Natural-language object grounding data →
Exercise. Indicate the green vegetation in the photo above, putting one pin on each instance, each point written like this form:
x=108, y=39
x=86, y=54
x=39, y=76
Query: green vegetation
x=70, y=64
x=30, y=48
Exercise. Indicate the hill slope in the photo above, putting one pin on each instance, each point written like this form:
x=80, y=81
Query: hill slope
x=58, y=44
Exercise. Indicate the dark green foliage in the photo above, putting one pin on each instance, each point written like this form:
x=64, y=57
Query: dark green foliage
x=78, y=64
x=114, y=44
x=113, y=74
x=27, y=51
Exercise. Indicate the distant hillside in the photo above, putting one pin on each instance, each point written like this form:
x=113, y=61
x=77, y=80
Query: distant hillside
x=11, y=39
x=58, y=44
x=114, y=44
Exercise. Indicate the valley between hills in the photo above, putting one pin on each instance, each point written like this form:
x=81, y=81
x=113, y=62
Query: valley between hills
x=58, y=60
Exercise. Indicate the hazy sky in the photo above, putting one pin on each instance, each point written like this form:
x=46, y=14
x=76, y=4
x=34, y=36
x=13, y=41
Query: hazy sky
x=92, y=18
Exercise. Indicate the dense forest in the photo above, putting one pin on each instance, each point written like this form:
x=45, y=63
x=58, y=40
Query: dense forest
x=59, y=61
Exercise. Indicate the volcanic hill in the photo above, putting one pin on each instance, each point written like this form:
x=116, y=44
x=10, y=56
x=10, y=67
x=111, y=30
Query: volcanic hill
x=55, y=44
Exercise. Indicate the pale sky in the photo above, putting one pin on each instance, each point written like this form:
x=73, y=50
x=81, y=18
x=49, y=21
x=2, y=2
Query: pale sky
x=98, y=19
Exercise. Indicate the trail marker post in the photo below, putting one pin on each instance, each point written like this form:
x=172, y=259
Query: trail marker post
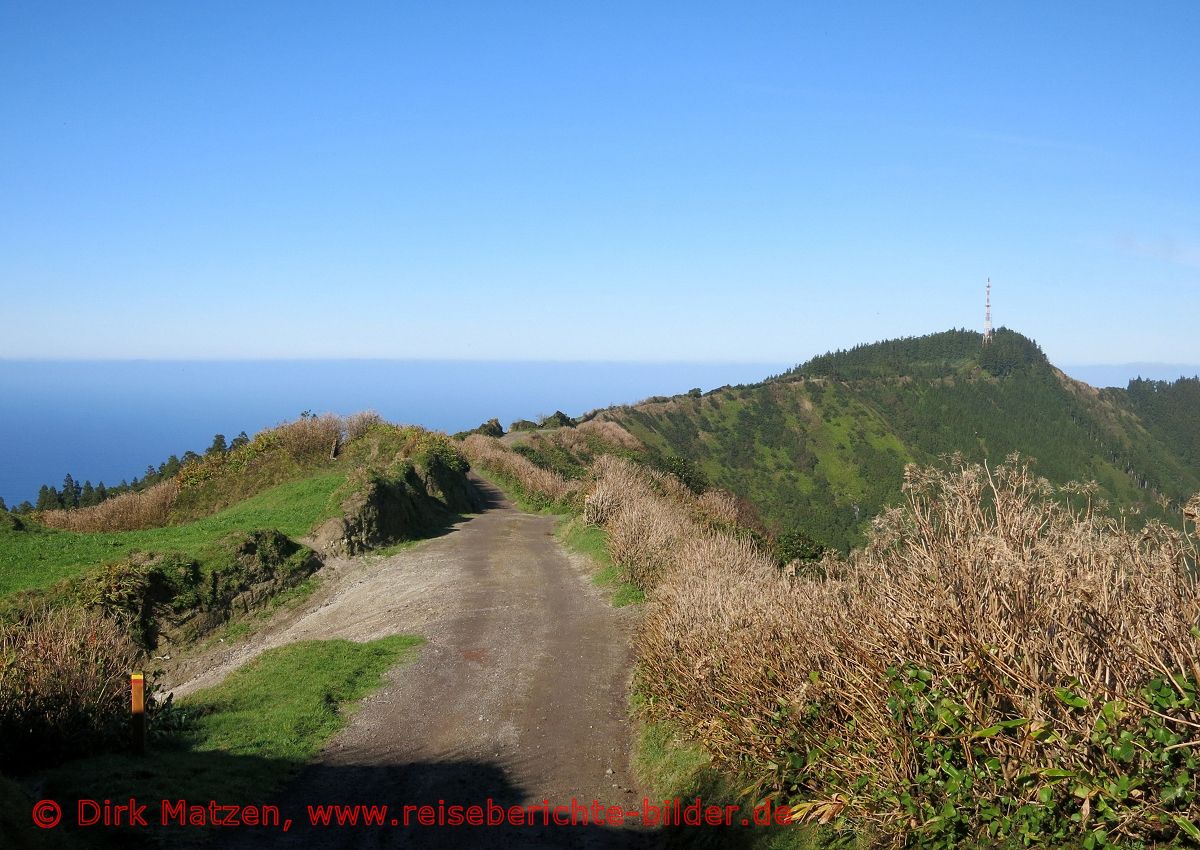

TASK DESCRIPTION → Look over the records above and copy each line that includes the string "marker".

FINISHED TASK →
Exercise. Indicate the trail marker post in the photo below, putting one pin on each instance, each point written like this form:
Query: trail marker post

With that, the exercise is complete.